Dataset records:
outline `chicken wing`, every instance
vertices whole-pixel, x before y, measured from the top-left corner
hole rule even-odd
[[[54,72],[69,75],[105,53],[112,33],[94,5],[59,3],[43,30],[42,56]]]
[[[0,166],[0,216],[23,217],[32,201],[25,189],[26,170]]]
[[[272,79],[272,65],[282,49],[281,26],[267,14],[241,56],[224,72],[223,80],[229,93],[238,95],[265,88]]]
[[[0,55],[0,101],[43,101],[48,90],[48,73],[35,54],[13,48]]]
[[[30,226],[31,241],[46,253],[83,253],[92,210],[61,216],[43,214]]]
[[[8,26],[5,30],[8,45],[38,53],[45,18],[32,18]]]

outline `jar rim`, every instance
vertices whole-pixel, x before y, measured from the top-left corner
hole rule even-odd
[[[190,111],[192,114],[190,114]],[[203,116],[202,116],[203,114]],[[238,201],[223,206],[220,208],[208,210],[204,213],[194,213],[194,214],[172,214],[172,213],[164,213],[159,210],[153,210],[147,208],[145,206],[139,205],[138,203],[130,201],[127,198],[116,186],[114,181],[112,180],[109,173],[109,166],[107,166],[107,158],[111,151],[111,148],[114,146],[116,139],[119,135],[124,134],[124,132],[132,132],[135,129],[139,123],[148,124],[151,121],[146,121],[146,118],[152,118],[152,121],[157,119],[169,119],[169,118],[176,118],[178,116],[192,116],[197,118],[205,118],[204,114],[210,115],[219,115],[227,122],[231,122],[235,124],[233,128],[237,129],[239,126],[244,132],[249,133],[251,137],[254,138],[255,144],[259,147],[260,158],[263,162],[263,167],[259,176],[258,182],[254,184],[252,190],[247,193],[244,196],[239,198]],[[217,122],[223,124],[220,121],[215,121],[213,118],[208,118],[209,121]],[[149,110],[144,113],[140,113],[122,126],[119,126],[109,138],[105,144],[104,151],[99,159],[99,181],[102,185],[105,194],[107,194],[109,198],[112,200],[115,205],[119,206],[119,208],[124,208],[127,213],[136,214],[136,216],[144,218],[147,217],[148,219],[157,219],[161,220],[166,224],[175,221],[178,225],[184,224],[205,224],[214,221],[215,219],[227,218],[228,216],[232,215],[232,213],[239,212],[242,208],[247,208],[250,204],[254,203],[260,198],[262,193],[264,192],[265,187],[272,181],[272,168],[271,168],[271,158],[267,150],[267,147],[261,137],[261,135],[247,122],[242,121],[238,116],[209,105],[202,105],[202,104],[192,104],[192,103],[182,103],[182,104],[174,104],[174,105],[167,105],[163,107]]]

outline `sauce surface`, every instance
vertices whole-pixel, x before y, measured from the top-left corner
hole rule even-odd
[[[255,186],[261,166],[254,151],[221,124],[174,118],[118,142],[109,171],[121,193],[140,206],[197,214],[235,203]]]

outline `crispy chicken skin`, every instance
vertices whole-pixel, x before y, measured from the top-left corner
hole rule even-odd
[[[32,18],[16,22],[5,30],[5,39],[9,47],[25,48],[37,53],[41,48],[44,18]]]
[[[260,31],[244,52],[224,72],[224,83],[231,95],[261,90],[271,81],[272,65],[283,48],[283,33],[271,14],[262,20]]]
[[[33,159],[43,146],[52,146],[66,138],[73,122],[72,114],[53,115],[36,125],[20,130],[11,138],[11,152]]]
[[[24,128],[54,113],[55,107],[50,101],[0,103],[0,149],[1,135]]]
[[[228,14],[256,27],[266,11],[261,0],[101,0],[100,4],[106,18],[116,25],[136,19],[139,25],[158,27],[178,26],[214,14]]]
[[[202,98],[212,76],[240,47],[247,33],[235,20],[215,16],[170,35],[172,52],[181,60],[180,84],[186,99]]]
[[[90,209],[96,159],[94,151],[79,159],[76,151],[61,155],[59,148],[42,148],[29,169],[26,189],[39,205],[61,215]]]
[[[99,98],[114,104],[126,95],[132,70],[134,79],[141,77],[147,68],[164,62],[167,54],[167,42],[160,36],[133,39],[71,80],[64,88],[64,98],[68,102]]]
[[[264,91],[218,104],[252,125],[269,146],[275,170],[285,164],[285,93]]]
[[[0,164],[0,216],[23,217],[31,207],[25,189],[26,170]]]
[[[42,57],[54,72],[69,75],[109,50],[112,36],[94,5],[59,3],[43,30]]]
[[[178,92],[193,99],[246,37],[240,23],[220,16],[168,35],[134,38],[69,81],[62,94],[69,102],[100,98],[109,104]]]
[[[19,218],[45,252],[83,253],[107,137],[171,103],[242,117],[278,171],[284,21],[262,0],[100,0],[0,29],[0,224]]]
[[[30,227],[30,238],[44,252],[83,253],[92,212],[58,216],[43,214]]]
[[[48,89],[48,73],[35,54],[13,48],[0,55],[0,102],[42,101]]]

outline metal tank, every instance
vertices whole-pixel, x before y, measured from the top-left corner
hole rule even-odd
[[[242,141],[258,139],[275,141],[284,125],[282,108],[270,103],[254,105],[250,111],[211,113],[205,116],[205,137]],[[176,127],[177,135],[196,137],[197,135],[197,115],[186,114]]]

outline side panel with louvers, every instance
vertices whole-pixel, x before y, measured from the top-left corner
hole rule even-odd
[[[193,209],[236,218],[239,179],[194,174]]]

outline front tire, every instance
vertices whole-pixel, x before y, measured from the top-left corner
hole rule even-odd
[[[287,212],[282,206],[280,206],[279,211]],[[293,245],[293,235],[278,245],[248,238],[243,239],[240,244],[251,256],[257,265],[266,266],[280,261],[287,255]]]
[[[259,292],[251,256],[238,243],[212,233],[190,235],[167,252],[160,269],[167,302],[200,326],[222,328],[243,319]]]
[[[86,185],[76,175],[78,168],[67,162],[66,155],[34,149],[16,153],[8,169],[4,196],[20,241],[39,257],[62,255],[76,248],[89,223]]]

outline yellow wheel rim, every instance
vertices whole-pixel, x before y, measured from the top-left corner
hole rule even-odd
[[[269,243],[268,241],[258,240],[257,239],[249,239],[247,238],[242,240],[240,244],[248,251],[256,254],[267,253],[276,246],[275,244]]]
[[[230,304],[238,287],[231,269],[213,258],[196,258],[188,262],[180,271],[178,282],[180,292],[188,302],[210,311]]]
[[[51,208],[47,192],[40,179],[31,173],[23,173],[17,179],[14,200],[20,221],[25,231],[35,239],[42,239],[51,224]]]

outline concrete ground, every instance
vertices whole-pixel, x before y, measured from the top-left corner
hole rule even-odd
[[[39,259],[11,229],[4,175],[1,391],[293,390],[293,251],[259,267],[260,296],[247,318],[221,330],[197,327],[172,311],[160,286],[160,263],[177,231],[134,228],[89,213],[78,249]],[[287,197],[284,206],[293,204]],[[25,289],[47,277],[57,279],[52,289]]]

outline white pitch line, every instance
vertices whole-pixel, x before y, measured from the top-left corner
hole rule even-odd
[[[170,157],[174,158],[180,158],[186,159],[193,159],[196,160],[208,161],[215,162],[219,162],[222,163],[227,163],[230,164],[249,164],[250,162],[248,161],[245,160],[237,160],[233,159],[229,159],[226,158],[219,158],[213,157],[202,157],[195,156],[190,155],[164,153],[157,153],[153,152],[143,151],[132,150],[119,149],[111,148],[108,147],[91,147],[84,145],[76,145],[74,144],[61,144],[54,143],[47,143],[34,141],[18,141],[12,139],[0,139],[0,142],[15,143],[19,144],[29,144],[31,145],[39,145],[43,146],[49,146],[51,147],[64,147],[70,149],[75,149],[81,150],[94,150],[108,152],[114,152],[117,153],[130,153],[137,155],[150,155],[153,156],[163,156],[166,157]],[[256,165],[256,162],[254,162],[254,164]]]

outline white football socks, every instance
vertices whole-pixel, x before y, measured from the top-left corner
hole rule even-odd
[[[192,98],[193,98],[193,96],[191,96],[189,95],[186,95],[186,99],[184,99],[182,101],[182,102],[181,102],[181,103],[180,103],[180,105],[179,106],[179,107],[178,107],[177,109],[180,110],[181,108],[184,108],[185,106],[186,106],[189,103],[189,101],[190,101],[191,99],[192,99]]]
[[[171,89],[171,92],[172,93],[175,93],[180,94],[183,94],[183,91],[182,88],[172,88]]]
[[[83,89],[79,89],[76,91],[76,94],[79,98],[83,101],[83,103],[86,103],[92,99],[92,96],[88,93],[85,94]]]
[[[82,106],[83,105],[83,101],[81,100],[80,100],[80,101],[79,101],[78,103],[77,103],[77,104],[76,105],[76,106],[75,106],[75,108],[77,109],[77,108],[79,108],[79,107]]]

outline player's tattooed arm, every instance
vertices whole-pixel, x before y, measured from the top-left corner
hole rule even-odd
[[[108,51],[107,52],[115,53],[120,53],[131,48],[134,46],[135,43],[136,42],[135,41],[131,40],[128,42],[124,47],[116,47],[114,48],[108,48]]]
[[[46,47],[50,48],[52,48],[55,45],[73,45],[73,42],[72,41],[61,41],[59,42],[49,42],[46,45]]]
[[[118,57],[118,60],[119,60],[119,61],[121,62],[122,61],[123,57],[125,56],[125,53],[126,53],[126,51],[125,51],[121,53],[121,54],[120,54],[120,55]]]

● What you need to do:
Starting with the line containing "outline white pitch line, every instance" and going on through the end of the material, rewrite those lines with "every instance" changed to "all instances" and everything else left as it is.

● Result of this exercise:
outline white pitch line, all instances
vertices whole-pixel, x before y, measured from the top-left corner
hole rule even-odd
[[[170,157],[174,158],[180,158],[186,159],[193,159],[196,160],[208,161],[215,162],[219,162],[222,163],[227,163],[230,164],[249,164],[250,162],[248,161],[245,160],[237,160],[233,159],[229,159],[226,158],[219,158],[213,157],[202,157],[195,156],[190,155],[164,153],[157,153],[153,152],[143,151],[132,150],[119,149],[111,148],[108,147],[91,147],[84,145],[76,145],[74,144],[61,144],[54,143],[47,143],[34,141],[18,141],[12,139],[0,139],[0,142],[15,143],[19,144],[29,144],[31,145],[39,145],[43,146],[49,146],[51,147],[64,147],[70,149],[75,149],[81,150],[94,150],[108,152],[114,152],[117,153],[130,153],[137,155],[150,155],[153,156],[163,156],[166,157]],[[256,165],[256,162],[254,162],[254,164]]]

outline white football socks, all instances
vertices whole-pixel, x before y, measured from the top-left corner
hole rule even-odd
[[[192,98],[193,98],[193,96],[191,96],[189,95],[186,95],[186,99],[184,99],[182,101],[182,102],[181,102],[181,103],[180,103],[180,105],[179,106],[179,107],[178,107],[177,109],[180,110],[181,108],[184,108],[185,106],[186,106],[189,103],[189,101],[190,101],[191,99],[192,99]]]
[[[171,89],[171,92],[172,93],[175,93],[180,94],[183,94],[183,91],[182,88],[172,88]]]
[[[83,89],[79,89],[76,91],[76,94],[79,98],[83,101],[83,103],[86,103],[92,99],[92,96],[88,93],[85,94]]]
[[[82,106],[83,105],[83,101],[81,100],[80,100],[80,101],[79,101],[78,103],[77,103],[77,104],[76,105],[76,106],[75,106],[75,108],[77,109],[77,108],[79,108],[79,107]]]

outline player's tattooed arm, all instances
vertices whole-pixel, x before y, measured from the top-left corner
hole rule even-odd
[[[108,51],[107,52],[115,53],[120,53],[131,48],[134,46],[135,43],[136,42],[135,41],[131,40],[128,42],[124,47],[116,47],[114,48],[108,48]]]
[[[46,47],[50,48],[52,48],[55,45],[73,45],[73,42],[72,41],[61,41],[59,42],[49,42],[46,45]]]
[[[118,57],[118,60],[119,60],[119,61],[121,62],[122,61],[123,57],[125,56],[125,53],[126,53],[126,51],[125,51],[121,53],[121,54],[120,54],[120,55]]]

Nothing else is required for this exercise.